■ WHAT TO WORK ON: Retype the passage about Greene and livestreaming between "Greene now has" and "the community enjoys.", inclusive.

■ EXTRACT PROVIDED:

Greene has certainly taken a less than typical road to his current position, where he could sit and regale the Devcom crowd for 90 minutes as one of its most prestigious speakers. He developed the “Battle Royale” concept through mods for games like the Arma series and H1Z1, refining its core features and mechanics in direct contact with players. Indeed, Green admitted that “I wouldn’t be sitting here” if it wasn’t for the support of the popular streamer Lirik. “Him playing my game for three years led to H1Z1, and that led to Battlegrounds,” he said.

Greene now has a team of more than 100 people at Bluehole – the Korean studio that hired him as creative director – but that increase in scale hasn’t diminished the role that livestreaming plays in the way Battlegrounds continues to evolve and change. According to Greene, everybody in the office watches streamers every day. The content they produce, he said, is “one of the best debugging tools out there,” and a crucial insight into what the community enjoys.

■ MATERIAL:
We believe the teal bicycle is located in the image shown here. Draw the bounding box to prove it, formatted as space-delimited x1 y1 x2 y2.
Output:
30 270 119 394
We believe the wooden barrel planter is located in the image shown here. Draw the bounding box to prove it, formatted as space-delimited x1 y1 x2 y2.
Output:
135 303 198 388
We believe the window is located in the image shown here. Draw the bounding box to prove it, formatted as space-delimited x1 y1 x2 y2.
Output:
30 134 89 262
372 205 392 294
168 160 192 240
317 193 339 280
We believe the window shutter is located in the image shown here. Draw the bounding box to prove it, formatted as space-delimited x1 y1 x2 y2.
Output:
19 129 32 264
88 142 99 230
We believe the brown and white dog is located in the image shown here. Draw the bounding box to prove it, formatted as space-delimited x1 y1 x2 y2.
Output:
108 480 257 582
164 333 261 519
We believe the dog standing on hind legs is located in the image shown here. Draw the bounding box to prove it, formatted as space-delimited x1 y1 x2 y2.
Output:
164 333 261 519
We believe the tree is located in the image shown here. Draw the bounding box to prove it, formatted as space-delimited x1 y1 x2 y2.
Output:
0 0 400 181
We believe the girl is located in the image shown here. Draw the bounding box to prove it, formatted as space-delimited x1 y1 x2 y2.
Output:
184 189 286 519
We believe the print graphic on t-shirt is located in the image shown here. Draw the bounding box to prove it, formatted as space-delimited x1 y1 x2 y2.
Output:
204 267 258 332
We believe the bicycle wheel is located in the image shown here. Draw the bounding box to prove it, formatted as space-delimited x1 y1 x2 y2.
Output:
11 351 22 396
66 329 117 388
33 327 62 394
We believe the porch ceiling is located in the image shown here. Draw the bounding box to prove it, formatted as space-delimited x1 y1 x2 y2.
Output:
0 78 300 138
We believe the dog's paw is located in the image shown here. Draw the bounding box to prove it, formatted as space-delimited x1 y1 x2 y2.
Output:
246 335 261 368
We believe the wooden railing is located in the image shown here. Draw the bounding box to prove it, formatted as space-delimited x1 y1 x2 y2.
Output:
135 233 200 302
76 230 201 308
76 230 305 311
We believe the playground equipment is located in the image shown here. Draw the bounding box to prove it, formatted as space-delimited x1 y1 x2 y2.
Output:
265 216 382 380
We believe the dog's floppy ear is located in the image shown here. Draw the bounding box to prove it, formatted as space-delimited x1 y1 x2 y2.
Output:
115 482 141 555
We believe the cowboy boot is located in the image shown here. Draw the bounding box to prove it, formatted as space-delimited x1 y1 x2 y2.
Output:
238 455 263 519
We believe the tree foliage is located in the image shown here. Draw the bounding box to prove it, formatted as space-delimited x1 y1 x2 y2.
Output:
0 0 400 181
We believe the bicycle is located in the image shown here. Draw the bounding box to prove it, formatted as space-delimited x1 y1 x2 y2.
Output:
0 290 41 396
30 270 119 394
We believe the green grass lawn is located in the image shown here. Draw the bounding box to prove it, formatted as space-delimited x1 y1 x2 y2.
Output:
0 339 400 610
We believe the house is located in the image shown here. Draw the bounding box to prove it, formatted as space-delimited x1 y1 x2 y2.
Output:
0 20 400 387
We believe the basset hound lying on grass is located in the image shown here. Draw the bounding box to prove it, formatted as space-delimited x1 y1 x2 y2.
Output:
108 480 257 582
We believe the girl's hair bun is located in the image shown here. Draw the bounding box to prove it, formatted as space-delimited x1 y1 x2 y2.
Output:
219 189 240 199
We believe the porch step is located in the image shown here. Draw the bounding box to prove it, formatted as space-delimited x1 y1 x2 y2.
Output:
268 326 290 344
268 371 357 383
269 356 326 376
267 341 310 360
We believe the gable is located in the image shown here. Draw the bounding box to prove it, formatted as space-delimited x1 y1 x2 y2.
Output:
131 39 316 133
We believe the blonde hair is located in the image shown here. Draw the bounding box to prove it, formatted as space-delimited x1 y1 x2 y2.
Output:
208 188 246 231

■ ANSWER FOR THE TASK:
Greene now has a team of more than 100 people at Bluehole – the Korean studio that hired him as creative director – but that increase in scale hasn’t diminished the role that livestreaming plays in the way Battlegrounds continues to evolve and change. According to Greene, everybody in the office watches streamers every day. The content they produce, he said, is “one of the best debugging tools out there,” and a crucial insight into what the community enjoys.